▶ _What you are asked to do_
Rewrite the listing below with every "blue sky" replaced by "clear sky" and nothing else changed, and leave the pictures out.

▶ _The input_
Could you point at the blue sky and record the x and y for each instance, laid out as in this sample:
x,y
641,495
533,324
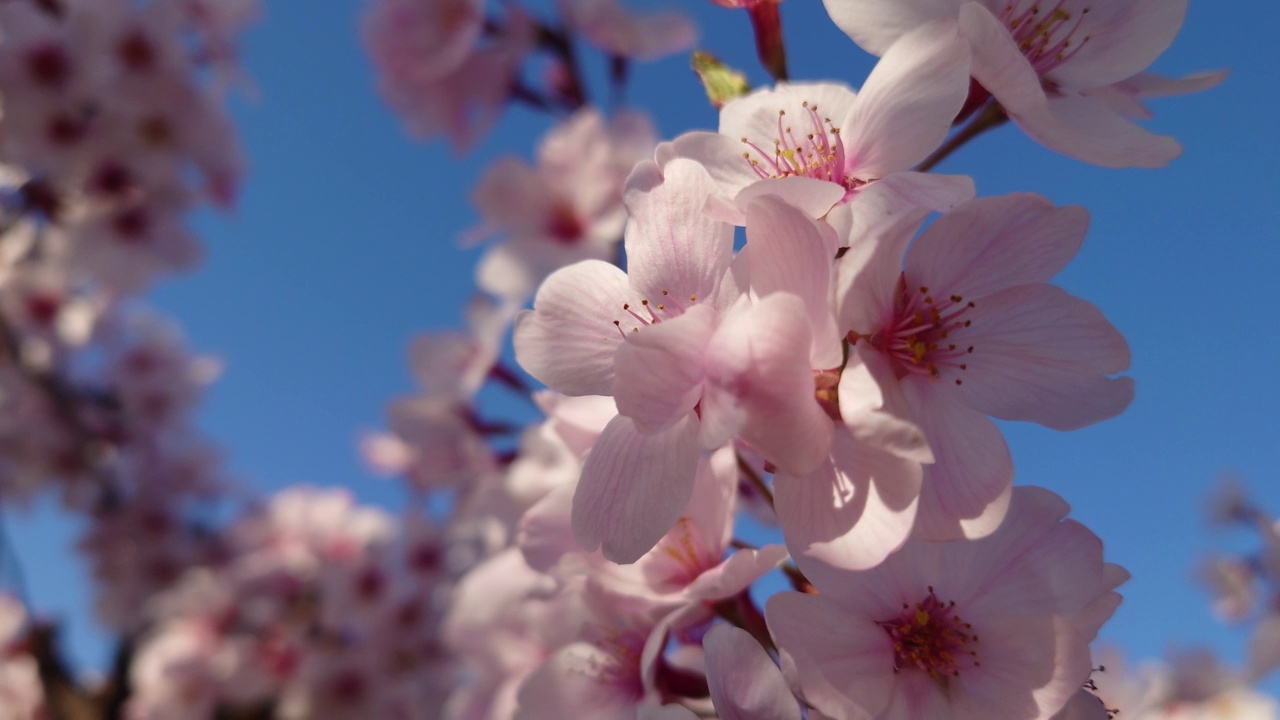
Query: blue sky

▶ _Reply to the task_
Could you point at the clear sky and record the x and y for each instance, laid out as in this sample:
x,y
641,495
533,324
Query: clear sky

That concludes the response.